However, there has been another major trend affecting general practice: the shift away from a doctor-owned sole practice or partnership model towards a corporate-owned structure with doctors working effectively as employees.

In the mid-1980s Dr Geoffrey Edelsten was one of the first entrepreneurial doctors to take advantage of the universal cover and guaranteed payments available under Medicare when he established 24-hour bulk billing clinics with chandeliers and grand pianos. (His many emulators have had less flamboyant interior design tastes.)

Since then many GP corporate groups have come and gone, often merged into others. Some privately owned enterprises have subsequently listed on the stock market listing (e.g. Primary Health Care which became Healius). Others (e.g. IPN) became parts of bigger corporate health groups such as Sonic Health Care.

Data on the size of the corporate general practice sector is hard to come by. The annual registration data collected by the Medical Board of Australia does not include information on the types of practice in which doctors participate, and the administrative data collected through the Medicare is of no assistance.

Since 2017 the Royal Australian College of General Practice has published an annual state of general practice report based on a survey of members. Its 2022 edition (based on a sample of 3,200 doctors) found that 19 per cent of GPs worked in corporate group practices. This is almost double the 9 per cent working in such practices five years ago when the first report was produced.

Required action 1 - According to the text on corporate general practice, what percentage of GPs worked in corporate group practices in the 2022 edition of the report?
Required action 2 - Reproduce the text on corporate general practice starting at the words "Data on the" and ending after the words "report was produced.".
The listing has no connection to the text on corporate general practice.

Data under study -
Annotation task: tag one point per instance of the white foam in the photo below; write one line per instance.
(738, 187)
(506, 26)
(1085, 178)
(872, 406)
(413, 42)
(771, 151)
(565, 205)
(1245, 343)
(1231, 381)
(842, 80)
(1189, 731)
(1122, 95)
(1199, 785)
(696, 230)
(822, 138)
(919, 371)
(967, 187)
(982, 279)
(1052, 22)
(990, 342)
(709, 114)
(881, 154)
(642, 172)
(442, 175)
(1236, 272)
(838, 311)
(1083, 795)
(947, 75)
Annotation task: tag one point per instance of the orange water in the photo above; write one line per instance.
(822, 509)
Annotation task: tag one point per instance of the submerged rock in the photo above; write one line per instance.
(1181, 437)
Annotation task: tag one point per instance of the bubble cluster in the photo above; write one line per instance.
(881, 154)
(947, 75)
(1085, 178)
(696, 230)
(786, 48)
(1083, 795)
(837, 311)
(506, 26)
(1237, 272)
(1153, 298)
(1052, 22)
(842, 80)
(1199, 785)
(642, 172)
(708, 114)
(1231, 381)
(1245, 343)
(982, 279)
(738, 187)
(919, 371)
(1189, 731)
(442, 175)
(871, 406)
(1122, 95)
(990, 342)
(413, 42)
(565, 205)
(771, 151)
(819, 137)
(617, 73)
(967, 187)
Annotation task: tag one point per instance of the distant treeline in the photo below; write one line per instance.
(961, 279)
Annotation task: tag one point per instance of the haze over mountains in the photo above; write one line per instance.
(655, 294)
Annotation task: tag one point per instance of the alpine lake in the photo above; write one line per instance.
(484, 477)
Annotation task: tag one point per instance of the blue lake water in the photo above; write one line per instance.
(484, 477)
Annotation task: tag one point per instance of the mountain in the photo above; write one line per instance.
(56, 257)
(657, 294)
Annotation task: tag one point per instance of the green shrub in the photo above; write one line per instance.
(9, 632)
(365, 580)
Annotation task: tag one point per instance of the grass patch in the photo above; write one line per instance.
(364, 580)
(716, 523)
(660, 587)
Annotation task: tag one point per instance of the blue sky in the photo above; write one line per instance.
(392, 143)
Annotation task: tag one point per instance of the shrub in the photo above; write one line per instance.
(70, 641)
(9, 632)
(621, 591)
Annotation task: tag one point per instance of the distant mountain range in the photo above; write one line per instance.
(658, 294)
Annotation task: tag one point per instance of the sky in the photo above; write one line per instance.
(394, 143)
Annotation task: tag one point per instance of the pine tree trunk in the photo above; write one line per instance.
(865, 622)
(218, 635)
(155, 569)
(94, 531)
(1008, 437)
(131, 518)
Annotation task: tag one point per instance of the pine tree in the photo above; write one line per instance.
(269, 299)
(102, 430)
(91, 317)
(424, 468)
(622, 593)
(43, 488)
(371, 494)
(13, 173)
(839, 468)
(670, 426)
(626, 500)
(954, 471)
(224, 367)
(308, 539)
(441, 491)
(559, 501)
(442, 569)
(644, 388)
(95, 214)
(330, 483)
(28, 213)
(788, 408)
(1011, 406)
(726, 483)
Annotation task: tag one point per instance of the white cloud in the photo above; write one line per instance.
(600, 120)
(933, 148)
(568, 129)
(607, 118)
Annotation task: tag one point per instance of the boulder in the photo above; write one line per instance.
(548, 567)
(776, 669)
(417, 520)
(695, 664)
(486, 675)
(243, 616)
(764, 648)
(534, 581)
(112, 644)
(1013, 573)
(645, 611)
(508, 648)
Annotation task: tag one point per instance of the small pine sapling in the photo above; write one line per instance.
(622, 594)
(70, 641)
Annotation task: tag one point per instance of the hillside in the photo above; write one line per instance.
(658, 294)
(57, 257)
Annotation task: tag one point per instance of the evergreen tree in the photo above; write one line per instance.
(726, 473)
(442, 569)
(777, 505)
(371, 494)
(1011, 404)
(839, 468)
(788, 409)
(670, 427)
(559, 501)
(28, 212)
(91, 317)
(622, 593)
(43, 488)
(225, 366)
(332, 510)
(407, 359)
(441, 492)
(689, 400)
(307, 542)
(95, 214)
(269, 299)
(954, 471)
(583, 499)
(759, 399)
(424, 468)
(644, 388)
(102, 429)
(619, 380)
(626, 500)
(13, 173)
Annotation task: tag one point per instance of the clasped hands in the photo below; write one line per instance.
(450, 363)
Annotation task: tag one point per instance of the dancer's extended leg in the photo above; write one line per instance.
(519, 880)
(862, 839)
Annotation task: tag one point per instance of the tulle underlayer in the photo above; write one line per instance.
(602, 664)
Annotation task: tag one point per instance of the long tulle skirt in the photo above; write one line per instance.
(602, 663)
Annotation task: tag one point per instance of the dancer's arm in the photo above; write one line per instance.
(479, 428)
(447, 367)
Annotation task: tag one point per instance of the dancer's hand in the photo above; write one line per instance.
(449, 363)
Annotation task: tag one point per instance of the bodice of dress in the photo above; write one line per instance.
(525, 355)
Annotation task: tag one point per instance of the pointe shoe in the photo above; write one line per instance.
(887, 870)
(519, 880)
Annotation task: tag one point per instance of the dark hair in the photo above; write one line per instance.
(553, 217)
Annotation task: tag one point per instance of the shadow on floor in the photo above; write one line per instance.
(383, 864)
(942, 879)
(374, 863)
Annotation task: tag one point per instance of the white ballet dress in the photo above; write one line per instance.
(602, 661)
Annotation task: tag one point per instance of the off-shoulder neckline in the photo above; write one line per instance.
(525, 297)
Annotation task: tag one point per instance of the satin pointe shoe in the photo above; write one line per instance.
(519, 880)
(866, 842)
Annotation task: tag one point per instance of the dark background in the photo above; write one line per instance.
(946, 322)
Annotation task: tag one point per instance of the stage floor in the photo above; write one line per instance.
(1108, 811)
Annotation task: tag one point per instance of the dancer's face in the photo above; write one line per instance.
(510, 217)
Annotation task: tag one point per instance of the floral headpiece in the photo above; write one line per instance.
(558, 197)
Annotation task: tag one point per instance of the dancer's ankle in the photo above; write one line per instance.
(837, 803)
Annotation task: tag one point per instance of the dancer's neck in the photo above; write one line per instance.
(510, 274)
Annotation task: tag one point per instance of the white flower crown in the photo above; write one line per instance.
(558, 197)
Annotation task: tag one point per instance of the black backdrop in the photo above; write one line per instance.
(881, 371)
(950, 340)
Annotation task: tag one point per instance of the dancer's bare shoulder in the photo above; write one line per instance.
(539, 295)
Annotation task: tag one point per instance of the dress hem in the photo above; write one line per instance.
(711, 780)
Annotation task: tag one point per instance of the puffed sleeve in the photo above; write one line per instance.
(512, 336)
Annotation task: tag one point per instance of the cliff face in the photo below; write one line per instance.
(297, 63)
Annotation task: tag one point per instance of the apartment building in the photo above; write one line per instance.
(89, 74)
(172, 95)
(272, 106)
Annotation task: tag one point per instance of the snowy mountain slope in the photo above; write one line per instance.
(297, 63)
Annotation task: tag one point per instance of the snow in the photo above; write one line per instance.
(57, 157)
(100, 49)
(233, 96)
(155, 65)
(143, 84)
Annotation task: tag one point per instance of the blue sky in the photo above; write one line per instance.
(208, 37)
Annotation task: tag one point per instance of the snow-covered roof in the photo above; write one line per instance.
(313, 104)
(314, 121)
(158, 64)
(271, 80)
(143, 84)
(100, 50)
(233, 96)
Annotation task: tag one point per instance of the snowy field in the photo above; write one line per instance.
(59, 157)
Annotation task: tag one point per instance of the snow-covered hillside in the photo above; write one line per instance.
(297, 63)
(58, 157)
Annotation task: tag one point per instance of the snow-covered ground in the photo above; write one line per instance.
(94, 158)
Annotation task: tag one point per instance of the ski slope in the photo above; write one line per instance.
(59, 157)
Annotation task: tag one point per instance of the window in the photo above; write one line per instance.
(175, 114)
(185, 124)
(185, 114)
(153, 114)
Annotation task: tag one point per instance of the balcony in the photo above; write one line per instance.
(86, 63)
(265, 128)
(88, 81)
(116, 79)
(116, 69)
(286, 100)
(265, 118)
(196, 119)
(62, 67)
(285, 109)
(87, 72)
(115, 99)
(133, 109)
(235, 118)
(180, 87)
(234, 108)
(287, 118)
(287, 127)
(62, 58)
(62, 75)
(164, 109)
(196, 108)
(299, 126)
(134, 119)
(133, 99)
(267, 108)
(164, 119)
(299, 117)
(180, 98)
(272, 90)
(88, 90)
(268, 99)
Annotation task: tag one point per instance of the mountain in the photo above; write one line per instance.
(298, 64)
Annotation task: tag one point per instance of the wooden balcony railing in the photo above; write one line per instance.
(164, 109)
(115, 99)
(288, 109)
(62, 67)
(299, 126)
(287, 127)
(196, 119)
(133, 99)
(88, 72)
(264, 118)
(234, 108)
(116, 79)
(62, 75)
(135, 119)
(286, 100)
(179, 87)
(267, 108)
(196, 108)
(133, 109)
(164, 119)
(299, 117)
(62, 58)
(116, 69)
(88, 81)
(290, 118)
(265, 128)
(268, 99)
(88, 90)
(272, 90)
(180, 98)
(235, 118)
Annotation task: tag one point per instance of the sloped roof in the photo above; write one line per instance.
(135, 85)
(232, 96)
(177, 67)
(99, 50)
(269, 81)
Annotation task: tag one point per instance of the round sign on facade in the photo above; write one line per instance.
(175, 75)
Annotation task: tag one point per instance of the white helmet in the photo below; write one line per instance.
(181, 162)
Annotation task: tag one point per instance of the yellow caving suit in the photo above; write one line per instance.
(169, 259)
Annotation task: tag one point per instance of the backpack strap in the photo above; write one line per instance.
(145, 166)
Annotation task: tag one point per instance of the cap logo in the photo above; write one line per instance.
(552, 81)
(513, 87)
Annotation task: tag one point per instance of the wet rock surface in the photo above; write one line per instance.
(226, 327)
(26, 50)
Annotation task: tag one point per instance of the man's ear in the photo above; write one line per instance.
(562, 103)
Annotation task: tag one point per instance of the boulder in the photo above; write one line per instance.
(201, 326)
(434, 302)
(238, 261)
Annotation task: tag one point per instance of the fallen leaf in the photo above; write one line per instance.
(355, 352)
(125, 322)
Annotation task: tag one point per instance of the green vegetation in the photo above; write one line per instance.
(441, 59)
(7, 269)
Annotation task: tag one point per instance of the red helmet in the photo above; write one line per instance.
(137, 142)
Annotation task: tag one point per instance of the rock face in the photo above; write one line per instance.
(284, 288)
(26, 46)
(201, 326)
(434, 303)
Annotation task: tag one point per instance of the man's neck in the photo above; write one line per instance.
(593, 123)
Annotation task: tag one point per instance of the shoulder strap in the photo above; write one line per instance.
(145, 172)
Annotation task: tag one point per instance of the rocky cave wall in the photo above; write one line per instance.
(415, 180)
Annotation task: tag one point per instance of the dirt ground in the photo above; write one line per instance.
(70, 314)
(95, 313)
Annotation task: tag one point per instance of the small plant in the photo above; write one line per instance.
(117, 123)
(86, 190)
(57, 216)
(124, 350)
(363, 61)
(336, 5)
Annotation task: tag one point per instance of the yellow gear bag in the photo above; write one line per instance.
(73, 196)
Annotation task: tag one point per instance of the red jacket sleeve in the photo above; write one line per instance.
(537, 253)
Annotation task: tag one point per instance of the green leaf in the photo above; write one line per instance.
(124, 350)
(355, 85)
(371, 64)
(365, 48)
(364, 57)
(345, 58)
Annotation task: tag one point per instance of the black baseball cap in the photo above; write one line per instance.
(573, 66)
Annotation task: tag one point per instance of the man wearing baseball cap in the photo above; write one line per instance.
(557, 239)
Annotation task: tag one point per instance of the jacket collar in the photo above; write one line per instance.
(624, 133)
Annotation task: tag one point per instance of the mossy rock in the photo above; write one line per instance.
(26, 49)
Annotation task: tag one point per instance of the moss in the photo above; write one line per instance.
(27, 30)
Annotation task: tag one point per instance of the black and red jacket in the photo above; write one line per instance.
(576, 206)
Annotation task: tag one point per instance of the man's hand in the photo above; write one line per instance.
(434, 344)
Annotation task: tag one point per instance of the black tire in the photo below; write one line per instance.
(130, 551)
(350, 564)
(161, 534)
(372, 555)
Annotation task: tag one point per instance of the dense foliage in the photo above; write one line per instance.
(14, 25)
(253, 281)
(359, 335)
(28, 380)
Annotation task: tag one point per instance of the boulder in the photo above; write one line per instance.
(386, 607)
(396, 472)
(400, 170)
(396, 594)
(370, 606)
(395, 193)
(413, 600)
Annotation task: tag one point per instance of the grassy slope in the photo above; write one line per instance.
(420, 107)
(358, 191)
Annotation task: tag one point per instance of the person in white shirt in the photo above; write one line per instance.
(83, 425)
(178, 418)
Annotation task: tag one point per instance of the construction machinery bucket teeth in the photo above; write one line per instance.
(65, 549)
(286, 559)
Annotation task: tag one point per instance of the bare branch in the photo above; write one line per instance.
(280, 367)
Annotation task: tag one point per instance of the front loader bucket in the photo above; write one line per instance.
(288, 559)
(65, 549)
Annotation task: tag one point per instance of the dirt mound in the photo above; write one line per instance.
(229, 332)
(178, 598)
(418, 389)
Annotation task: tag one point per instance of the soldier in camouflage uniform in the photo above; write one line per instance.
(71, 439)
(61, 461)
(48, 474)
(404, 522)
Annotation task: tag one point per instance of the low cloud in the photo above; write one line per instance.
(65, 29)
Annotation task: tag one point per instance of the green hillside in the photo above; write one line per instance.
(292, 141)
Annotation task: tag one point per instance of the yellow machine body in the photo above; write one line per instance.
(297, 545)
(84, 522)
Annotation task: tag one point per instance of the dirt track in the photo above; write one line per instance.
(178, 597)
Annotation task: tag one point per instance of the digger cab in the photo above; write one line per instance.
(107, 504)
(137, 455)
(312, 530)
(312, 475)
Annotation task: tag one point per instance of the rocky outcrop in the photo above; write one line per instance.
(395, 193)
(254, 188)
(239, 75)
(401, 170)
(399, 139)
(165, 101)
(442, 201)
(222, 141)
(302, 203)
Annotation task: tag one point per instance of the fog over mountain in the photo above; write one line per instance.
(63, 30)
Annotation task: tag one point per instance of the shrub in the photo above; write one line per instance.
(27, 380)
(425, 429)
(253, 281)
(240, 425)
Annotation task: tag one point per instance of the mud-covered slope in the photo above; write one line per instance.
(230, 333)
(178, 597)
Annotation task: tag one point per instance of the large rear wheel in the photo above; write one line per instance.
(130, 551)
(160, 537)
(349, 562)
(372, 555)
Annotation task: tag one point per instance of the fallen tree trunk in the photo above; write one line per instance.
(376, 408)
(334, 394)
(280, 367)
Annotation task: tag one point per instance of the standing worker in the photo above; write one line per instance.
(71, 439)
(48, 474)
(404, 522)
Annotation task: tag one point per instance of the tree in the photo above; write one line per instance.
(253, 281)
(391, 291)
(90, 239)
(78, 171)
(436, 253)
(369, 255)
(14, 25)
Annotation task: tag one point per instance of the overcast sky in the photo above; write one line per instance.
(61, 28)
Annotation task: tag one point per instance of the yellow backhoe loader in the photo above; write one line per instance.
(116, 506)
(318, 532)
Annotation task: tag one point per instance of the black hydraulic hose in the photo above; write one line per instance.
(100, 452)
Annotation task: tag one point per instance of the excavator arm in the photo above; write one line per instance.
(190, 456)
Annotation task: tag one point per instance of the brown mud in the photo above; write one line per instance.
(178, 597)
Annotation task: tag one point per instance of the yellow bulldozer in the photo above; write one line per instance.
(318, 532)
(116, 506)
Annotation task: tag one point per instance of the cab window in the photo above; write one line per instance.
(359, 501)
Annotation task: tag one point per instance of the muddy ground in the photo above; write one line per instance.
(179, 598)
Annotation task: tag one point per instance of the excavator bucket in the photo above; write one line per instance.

Written answer 1 - 19 per cent.

Written answer 2 -
Data on the size of the corporate general practice sector is hard to come by. The annual registration data collected by the Medical Board of Australia does not include information on the types of practice in which doctors participate, and the administrative data collected through the Medicare is of no assistance.

Since 2017 the Royal Australian College of General Practice has published an annual state of general practice report based on a survey of members. Its 2022 edition (based on a sample of 3,200 doctors) found that 19 per cent of GPs worked in corporate group practices. This is almost double the 9 per cent working in such practices five years ago when the first report was produced.